--- start of Records provided ---

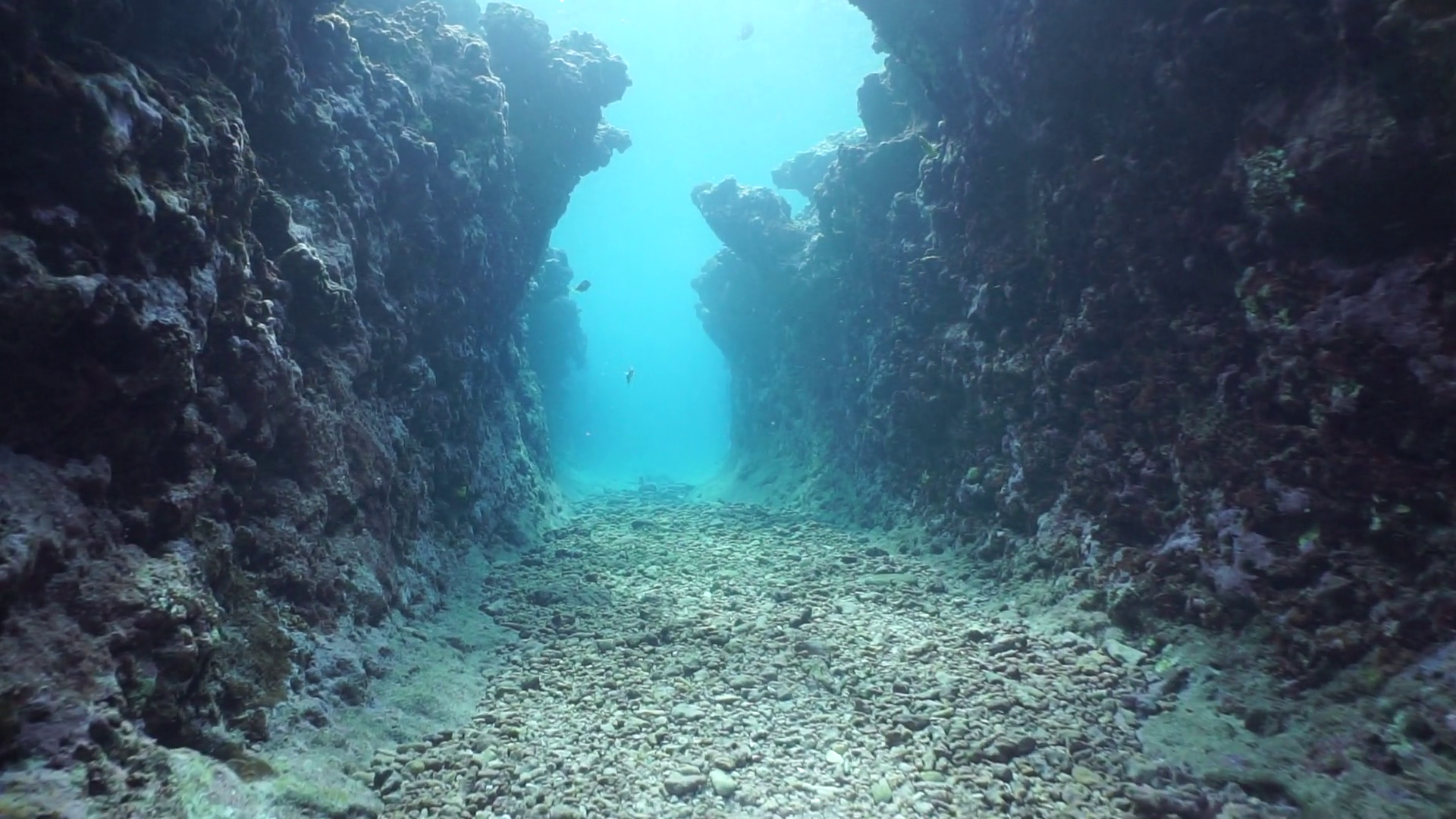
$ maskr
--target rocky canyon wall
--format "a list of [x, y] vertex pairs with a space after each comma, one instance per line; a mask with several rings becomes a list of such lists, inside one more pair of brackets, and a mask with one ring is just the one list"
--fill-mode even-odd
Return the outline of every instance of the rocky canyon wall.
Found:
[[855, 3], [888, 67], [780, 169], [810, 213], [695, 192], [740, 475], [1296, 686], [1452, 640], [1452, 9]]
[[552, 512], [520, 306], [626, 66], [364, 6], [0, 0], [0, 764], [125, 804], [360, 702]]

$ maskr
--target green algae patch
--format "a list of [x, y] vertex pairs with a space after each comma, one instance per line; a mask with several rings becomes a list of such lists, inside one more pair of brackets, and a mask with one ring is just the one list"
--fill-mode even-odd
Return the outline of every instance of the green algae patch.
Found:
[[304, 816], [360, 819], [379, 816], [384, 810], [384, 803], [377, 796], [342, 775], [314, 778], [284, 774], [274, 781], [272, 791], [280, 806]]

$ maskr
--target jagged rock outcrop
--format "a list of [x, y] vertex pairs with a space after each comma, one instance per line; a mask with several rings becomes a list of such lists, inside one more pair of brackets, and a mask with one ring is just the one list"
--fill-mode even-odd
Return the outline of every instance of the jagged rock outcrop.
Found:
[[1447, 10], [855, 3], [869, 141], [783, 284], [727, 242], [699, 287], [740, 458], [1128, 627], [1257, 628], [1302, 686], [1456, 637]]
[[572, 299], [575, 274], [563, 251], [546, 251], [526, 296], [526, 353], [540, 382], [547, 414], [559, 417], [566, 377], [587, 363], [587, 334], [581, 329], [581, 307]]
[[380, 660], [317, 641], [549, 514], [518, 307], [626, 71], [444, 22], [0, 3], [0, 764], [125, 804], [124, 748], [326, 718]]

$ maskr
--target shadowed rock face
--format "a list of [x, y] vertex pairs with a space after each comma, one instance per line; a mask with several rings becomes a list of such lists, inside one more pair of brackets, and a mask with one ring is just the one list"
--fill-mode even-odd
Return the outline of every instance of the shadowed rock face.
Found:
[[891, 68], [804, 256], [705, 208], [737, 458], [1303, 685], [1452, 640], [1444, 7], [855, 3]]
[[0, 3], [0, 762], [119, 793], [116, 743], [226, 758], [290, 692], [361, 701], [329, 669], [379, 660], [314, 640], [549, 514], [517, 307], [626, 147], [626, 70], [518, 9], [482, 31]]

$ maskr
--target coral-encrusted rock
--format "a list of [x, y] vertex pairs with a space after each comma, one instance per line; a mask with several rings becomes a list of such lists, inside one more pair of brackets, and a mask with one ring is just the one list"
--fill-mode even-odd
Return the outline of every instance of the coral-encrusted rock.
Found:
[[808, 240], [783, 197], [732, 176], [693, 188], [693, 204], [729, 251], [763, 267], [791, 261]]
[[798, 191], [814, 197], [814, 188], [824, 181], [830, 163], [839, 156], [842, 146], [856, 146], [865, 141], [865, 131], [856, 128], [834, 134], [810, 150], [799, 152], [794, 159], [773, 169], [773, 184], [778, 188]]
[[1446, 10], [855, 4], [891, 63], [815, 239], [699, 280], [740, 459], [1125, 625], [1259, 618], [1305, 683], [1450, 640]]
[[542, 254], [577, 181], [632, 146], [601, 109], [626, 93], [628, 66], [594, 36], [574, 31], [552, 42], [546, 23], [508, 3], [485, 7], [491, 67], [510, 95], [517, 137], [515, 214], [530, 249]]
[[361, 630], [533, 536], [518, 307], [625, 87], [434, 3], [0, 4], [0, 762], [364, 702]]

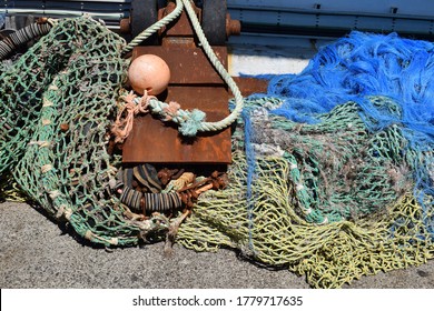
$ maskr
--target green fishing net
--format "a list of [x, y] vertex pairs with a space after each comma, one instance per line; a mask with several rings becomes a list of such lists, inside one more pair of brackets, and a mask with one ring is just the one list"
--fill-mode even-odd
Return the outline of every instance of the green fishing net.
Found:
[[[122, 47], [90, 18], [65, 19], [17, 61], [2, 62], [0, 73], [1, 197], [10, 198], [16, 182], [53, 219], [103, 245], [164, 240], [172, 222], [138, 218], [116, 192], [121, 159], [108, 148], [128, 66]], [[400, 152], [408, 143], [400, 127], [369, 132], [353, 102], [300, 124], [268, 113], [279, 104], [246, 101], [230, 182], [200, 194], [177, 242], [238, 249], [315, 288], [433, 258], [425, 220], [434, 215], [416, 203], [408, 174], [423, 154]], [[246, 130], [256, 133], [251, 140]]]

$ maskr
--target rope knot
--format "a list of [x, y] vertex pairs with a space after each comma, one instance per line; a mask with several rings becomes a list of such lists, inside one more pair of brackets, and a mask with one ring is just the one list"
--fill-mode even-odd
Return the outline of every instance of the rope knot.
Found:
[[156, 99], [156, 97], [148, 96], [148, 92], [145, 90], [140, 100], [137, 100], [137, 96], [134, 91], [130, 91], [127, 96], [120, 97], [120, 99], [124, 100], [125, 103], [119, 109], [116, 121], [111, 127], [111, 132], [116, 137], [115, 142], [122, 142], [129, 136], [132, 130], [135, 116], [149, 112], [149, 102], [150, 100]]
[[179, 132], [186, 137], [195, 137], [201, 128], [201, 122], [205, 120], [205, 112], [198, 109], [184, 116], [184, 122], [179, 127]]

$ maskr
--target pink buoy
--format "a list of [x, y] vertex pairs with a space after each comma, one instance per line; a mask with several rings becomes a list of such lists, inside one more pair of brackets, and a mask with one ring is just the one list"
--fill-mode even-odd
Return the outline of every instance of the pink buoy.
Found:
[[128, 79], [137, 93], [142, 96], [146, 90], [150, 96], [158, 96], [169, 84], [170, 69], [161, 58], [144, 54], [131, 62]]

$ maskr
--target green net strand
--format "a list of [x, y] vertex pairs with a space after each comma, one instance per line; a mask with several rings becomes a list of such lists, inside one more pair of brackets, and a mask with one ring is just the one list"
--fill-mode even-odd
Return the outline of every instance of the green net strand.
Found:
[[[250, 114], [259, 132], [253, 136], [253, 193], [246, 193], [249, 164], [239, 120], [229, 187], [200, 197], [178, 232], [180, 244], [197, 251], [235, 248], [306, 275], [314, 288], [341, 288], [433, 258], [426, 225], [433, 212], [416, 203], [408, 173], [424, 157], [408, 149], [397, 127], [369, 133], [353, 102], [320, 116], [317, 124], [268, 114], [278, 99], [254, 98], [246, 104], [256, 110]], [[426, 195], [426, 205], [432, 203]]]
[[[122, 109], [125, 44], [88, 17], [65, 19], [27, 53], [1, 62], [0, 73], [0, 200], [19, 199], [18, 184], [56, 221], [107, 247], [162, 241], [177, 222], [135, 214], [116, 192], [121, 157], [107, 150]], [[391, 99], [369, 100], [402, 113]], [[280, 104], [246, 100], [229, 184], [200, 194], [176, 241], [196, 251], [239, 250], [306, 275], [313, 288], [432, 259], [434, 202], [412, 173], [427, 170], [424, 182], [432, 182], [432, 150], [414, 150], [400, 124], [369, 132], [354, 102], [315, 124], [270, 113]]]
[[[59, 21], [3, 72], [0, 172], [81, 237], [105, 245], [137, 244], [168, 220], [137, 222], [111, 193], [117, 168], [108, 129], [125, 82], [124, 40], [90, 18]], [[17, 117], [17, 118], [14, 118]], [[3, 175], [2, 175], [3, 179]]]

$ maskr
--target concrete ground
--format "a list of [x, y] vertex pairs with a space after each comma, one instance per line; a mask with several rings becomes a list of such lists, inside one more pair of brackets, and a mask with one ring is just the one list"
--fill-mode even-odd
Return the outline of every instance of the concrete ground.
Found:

--- end of Records provided ---

Set down every line of the data above verbatim, leaving out the pictures.

- _Task result_:
$ maskr
--target rocky canyon wall
--format "a list of [x, y] vertex pairs with a space after each comma, one instance per line; a mask with several rings becomes a list of such lists, inside one more pair of brackets, and a mask with one ring is just the one list"
--fill-mode even-odd
Return the outline of every instance of the rocky canyon wall.
Found:
[[855, 3], [888, 67], [780, 169], [810, 213], [695, 192], [740, 475], [1296, 686], [1452, 640], [1452, 9]]
[[552, 512], [520, 306], [626, 66], [364, 6], [0, 0], [0, 764], [125, 804], [360, 702]]

$ maskr
--target green algae patch
--format "a list of [x, y] vertex pairs with a space after each comma, one instance per line; a mask with several rings becomes a list of such lists, inside one more pair of brackets, and a mask with one ring is just the one list"
--fill-mode even-odd
Return the outline of every instance of the green algae patch.
Found:
[[304, 816], [360, 819], [379, 816], [384, 810], [384, 803], [377, 796], [342, 775], [314, 778], [284, 774], [274, 781], [272, 791], [280, 806]]

$ maskr
--target jagged rock outcrop
--format "a list of [x, y] vertex pairs with a space after each comma, one instance per line; a mask with several rings becomes a list of such lists, inside one more pair of brackets, and a mask with one ring is just the one list"
--fill-mode even-odd
Return the outline of every instance of the jagged rock outcrop.
Found:
[[1447, 10], [855, 3], [869, 141], [783, 284], [727, 242], [699, 287], [740, 458], [1128, 627], [1257, 628], [1302, 686], [1456, 637]]
[[572, 299], [575, 274], [563, 251], [546, 251], [526, 296], [526, 353], [540, 382], [547, 414], [559, 417], [566, 377], [587, 363], [587, 334], [581, 329], [581, 307]]
[[380, 660], [317, 641], [549, 514], [518, 307], [626, 71], [444, 22], [0, 3], [0, 764], [125, 804], [124, 748], [326, 718]]

$ maskr
--target shadowed rock face
--format "a list of [x, y] vertex pairs with a space after each comma, one instance per line; a mask with several rings becomes a list of such lists, inside one more pair of brackets, and a mask with one ring is just the one list"
--fill-mode even-odd
Return the outline of every instance of the shadowed rock face.
Found:
[[891, 68], [804, 256], [705, 208], [737, 458], [1303, 685], [1452, 640], [1444, 7], [855, 3]]
[[0, 3], [0, 762], [119, 793], [116, 743], [226, 758], [290, 692], [361, 701], [329, 669], [379, 660], [314, 640], [549, 514], [517, 307], [626, 147], [626, 70], [518, 9], [482, 31]]

$ maskr
--target coral-encrusted rock
--format "a list of [x, y] vertex pairs with a space after each comma, one instance per line; a mask with several rings becomes a list of such lists, inside one more pair of brackets, and a mask with one ring is just the one list"
--fill-mode even-odd
Return the outline of every instance of the coral-encrusted rock.
Found:
[[808, 240], [783, 197], [732, 176], [693, 188], [693, 204], [729, 251], [763, 267], [791, 261]]
[[798, 191], [814, 197], [814, 188], [824, 181], [830, 163], [839, 156], [842, 146], [856, 146], [865, 141], [865, 131], [856, 128], [834, 134], [810, 150], [799, 152], [794, 159], [773, 169], [773, 184], [778, 188]]
[[1446, 10], [855, 4], [891, 63], [815, 239], [699, 280], [740, 459], [1125, 625], [1259, 618], [1305, 683], [1450, 640]]
[[542, 254], [577, 181], [632, 146], [601, 109], [626, 93], [628, 66], [594, 36], [574, 31], [552, 42], [546, 23], [508, 3], [485, 7], [491, 67], [510, 95], [517, 137], [515, 214], [530, 249]]
[[361, 630], [533, 536], [518, 307], [625, 87], [434, 3], [0, 4], [0, 762], [364, 702]]

$ maskr
--target green fishing net
--format "a list of [x, y] vertex pairs with a space after each comma, one instance per line; a mask with several rings becomes a list of such lists, inside one more pair of brackets, and a mask with one ring is just the one list"
--fill-mode even-odd
Return the outline of every instance of the green fishing net.
Found:
[[[122, 47], [90, 18], [65, 19], [17, 61], [2, 62], [0, 73], [1, 197], [10, 198], [16, 182], [53, 219], [103, 245], [164, 240], [172, 222], [138, 218], [116, 192], [121, 159], [108, 148], [128, 66]], [[400, 152], [408, 143], [400, 127], [369, 132], [353, 102], [300, 124], [268, 113], [279, 104], [246, 101], [230, 182], [200, 194], [177, 242], [238, 249], [315, 288], [433, 258], [425, 220], [434, 215], [416, 203], [408, 174], [423, 154]], [[246, 130], [256, 133], [251, 140]]]

$ maskr
--target rope knot
--format "a list of [x, y] vertex pairs with a space after each comma, one instance per line; a mask with several rings becomes a list of such lists, inside one more pair of brackets, and a mask with one ring is just the one list"
--fill-mode even-odd
Return the outline of every instance of the rope knot.
Found:
[[156, 99], [156, 97], [148, 96], [148, 92], [145, 90], [140, 100], [137, 100], [137, 96], [134, 91], [130, 91], [127, 96], [120, 97], [120, 99], [124, 100], [125, 103], [119, 109], [116, 121], [111, 127], [111, 132], [116, 137], [115, 142], [122, 142], [129, 136], [132, 130], [135, 116], [149, 112], [149, 102], [150, 100]]
[[179, 132], [186, 137], [195, 137], [201, 128], [201, 122], [205, 120], [205, 112], [198, 109], [184, 116], [184, 122], [179, 127]]

$ maskr
--target pink buoy
--format "a list of [x, y] vertex pairs with a space after each comma, one instance per line; a mask with several rings becomes a list of such lists, inside one more pair of brackets, and a mask with one ring is just the one list"
--fill-mode even-odd
Return the outline of every instance of the pink buoy.
Found:
[[128, 79], [137, 93], [142, 96], [146, 90], [150, 96], [158, 96], [169, 84], [170, 69], [161, 58], [144, 54], [131, 62]]

$ maskr
--target green net strand
--format "a list of [x, y] vertex pairs with a space after each comma, one instance per line; a mask with several rings becomes a list of such lists, inside one more pair of brackets, and a mask with one ring is just the one list"
--fill-mode even-odd
Return the outline of every instance of the green net strand.
Found:
[[[250, 114], [259, 132], [253, 136], [253, 193], [246, 193], [249, 164], [239, 120], [229, 187], [200, 197], [178, 232], [180, 244], [197, 251], [235, 248], [306, 275], [314, 288], [341, 288], [433, 258], [426, 225], [433, 212], [416, 203], [408, 173], [424, 157], [408, 149], [397, 127], [369, 133], [353, 102], [320, 116], [317, 124], [268, 114], [278, 99], [254, 98], [246, 104], [256, 110]], [[426, 195], [426, 205], [432, 203]]]
[[[122, 109], [125, 44], [88, 17], [65, 19], [27, 53], [1, 62], [0, 73], [0, 200], [19, 199], [18, 184], [56, 221], [107, 247], [162, 241], [177, 222], [135, 214], [116, 192], [121, 157], [107, 150]], [[391, 99], [369, 100], [402, 113]], [[280, 104], [246, 100], [229, 184], [200, 194], [176, 241], [196, 251], [239, 250], [306, 275], [313, 288], [432, 259], [434, 202], [412, 173], [427, 170], [424, 182], [432, 182], [432, 150], [414, 150], [400, 124], [369, 132], [354, 102], [315, 124], [270, 113]]]
[[[59, 21], [3, 72], [0, 172], [81, 237], [105, 245], [137, 244], [168, 220], [137, 222], [111, 193], [117, 168], [108, 129], [125, 82], [124, 40], [90, 18]], [[17, 117], [17, 118], [14, 118]], [[3, 175], [2, 175], [3, 179]]]

$ maskr
--target concrete ground
--format "a list of [x, y] vertex pairs with a space after each comma, one instance per line; a mask with several rings becomes a list of such lists, inside one more pair of brackets, and a mask with one ring is just the one list"
--fill-mode even-odd
Return the outline of every instance of the concrete ground.
Found:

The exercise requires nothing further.